### To do:
Every line holding "blue" should be copied from the records below.

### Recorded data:
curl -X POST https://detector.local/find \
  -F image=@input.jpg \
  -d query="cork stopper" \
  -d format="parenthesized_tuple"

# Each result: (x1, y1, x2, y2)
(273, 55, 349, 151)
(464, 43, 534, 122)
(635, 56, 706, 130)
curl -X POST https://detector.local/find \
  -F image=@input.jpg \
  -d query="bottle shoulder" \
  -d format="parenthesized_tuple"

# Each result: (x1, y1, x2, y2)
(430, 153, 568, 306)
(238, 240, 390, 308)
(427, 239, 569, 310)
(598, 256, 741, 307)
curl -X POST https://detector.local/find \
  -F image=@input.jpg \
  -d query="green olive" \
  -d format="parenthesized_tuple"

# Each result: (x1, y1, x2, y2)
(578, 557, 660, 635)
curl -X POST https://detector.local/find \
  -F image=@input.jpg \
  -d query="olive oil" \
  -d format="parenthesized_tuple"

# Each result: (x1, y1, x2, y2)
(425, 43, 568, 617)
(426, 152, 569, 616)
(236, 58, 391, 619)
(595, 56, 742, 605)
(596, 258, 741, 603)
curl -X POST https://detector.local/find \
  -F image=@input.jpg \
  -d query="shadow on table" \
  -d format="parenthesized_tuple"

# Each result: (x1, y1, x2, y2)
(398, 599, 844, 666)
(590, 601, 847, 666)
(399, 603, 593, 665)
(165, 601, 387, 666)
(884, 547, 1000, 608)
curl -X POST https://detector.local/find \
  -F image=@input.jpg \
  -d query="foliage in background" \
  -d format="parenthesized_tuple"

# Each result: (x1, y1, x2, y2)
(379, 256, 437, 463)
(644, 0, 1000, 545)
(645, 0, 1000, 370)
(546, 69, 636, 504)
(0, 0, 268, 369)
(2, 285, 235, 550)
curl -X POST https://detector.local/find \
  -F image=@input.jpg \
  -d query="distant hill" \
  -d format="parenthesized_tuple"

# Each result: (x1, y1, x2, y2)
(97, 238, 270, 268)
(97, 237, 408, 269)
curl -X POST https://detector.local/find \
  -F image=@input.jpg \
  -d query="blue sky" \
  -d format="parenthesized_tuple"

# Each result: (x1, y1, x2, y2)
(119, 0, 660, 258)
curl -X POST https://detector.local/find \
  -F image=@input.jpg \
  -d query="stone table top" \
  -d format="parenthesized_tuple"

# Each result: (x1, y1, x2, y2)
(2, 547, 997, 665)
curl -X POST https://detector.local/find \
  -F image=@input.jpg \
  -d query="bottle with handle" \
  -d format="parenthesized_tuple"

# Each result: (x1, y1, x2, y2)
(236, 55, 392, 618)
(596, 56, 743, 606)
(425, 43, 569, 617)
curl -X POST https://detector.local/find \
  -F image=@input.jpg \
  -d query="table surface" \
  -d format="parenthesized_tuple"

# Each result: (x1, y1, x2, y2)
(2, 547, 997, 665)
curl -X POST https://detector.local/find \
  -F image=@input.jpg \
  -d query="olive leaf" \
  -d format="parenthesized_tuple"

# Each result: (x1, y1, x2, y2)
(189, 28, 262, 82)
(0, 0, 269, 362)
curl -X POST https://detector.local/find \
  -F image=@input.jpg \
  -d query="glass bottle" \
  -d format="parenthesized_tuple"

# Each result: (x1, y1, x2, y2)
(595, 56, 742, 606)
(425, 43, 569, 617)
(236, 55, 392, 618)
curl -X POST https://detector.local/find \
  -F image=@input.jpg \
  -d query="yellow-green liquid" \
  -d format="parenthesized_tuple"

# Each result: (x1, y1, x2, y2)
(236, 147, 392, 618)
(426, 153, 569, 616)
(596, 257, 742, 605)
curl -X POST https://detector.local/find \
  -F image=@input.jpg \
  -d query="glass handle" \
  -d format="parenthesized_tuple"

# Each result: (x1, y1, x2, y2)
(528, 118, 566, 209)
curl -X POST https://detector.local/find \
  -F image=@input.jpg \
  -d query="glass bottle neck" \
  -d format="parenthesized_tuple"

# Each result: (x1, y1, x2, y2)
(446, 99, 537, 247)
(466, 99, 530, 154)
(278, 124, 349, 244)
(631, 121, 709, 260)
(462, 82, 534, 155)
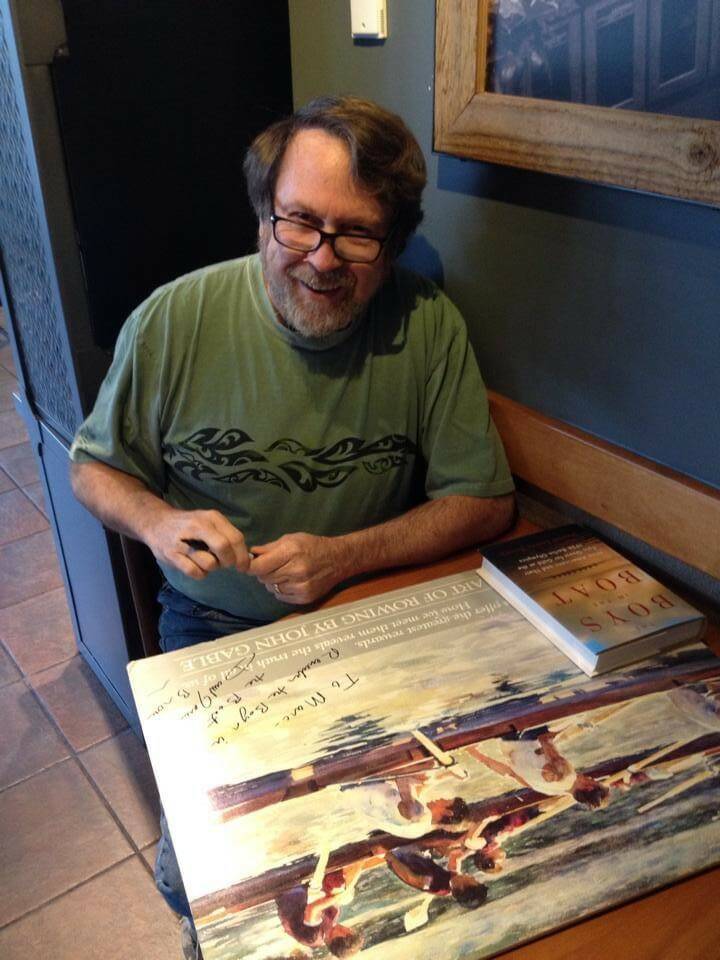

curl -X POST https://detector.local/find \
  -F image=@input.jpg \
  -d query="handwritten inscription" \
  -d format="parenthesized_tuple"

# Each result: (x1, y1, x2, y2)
(211, 671, 361, 745)
(145, 646, 351, 743)
(207, 661, 358, 745)
(144, 598, 486, 727)
(140, 576, 496, 752)
(147, 685, 192, 720)
(145, 653, 256, 723)
(276, 672, 360, 727)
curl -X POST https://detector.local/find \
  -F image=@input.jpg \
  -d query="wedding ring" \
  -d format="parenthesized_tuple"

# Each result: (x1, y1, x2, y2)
(273, 583, 282, 596)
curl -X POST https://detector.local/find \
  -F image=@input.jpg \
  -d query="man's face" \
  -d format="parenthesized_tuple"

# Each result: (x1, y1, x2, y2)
(259, 128, 392, 338)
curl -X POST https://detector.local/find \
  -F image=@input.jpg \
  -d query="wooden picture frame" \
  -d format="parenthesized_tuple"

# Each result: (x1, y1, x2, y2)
(434, 0, 720, 205)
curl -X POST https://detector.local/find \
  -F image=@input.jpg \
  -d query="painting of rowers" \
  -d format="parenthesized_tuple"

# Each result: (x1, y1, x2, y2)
(187, 671, 720, 959)
(130, 572, 720, 960)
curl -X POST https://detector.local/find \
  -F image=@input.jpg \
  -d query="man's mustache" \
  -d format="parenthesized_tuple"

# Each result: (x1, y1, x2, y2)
(288, 263, 356, 292)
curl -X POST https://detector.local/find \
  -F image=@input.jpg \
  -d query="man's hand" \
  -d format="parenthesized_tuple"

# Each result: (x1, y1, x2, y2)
(145, 509, 252, 581)
(250, 533, 346, 605)
(249, 493, 514, 606)
(70, 460, 251, 580)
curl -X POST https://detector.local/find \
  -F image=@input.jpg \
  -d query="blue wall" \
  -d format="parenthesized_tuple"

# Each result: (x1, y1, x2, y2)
(289, 0, 719, 491)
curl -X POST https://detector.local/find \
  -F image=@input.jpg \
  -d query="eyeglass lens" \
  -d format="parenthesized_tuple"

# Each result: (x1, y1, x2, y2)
(273, 218, 381, 263)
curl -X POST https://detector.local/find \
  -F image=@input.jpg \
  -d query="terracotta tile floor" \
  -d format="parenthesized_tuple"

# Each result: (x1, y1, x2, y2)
(0, 332, 181, 957)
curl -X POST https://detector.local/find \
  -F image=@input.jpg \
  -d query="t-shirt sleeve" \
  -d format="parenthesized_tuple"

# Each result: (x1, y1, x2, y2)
(421, 293, 514, 500)
(69, 304, 166, 495)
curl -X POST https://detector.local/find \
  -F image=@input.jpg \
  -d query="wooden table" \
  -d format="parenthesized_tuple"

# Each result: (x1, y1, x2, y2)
(313, 521, 720, 960)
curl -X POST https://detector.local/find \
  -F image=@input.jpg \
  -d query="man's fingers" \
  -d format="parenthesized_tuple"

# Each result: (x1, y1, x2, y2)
(183, 512, 250, 571)
(167, 550, 212, 580)
(249, 542, 291, 579)
(250, 542, 273, 554)
(148, 509, 251, 575)
(251, 559, 288, 581)
(182, 542, 220, 574)
(203, 533, 249, 570)
(263, 579, 307, 605)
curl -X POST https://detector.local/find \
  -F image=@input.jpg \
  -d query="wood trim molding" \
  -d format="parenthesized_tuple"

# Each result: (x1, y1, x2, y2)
(488, 390, 720, 579)
(434, 0, 720, 206)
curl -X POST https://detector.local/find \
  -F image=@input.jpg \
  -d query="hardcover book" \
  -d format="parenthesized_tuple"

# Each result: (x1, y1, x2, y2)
(478, 525, 706, 676)
(128, 569, 720, 960)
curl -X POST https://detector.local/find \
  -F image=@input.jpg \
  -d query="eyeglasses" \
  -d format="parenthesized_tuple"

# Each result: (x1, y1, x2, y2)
(270, 214, 390, 264)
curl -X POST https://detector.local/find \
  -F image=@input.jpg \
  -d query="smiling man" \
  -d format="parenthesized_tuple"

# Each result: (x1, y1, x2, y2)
(259, 127, 392, 338)
(69, 95, 515, 956)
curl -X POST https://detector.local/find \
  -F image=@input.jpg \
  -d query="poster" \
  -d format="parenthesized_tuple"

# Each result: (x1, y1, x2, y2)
(129, 572, 720, 959)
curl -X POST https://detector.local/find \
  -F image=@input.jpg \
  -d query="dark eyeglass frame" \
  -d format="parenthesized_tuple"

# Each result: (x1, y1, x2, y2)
(269, 213, 391, 264)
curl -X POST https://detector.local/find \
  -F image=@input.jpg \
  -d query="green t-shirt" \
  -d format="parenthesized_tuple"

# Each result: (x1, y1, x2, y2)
(71, 254, 513, 618)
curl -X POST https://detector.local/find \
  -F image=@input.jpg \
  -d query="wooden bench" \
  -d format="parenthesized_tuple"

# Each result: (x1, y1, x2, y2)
(488, 390, 720, 583)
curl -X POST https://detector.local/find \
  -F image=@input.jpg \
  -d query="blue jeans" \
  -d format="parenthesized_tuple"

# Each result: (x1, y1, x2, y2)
(153, 583, 270, 919)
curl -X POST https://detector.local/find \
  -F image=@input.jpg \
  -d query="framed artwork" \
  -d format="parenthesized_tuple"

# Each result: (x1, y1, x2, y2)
(434, 0, 720, 205)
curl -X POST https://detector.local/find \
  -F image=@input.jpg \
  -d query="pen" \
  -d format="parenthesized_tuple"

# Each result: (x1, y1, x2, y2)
(181, 539, 255, 561)
(181, 538, 215, 557)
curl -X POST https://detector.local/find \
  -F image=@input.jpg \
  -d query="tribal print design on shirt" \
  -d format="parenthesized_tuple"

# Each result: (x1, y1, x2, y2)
(166, 428, 418, 493)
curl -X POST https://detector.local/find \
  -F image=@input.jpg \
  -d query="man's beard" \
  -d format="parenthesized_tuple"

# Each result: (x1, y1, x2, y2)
(260, 245, 366, 339)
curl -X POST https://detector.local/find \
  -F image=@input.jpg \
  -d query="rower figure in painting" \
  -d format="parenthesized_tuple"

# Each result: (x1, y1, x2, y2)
(384, 847, 488, 909)
(469, 729, 610, 809)
(460, 805, 543, 874)
(344, 772, 469, 839)
(275, 861, 377, 957)
(423, 793, 568, 878)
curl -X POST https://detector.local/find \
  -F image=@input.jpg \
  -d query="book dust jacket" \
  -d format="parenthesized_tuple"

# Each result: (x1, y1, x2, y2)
(482, 526, 704, 654)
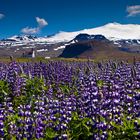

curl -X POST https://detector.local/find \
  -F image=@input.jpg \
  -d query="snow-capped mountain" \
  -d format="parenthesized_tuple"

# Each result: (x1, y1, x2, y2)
(45, 22, 140, 43)
(0, 35, 49, 47)
(3, 35, 37, 42)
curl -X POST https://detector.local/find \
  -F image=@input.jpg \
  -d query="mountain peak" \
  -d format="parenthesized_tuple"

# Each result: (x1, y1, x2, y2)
(7, 35, 37, 42)
(72, 33, 107, 43)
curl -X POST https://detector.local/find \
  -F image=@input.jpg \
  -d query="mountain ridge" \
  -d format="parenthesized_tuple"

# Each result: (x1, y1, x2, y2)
(1, 22, 140, 44)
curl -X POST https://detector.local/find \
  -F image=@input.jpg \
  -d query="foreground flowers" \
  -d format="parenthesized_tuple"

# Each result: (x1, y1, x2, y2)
(0, 60, 140, 139)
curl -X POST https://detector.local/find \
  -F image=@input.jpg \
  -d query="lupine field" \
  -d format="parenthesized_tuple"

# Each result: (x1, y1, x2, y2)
(0, 60, 140, 140)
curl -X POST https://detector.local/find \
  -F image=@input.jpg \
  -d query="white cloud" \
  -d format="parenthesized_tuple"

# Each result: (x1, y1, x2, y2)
(21, 27, 40, 34)
(21, 17, 48, 34)
(0, 13, 5, 19)
(36, 17, 48, 27)
(127, 5, 140, 17)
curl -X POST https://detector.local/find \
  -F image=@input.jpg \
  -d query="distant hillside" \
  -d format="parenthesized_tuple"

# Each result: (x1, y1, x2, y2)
(59, 39, 140, 61)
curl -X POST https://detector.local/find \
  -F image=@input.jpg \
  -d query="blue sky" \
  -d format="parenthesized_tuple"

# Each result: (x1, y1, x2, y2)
(0, 0, 140, 38)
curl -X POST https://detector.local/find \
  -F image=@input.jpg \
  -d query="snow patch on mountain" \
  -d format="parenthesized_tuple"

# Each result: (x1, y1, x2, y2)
(54, 45, 65, 51)
(37, 49, 48, 52)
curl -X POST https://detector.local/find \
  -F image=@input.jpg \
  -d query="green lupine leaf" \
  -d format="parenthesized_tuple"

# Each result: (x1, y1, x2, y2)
(11, 136, 16, 140)
(97, 80, 104, 87)
(99, 115, 105, 122)
(45, 128, 58, 139)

### Exercise solution:
  -d query="blue sky" \
  -d query="blue wall" \
  -d query="blue jeans" \
  -d query="blue sky" \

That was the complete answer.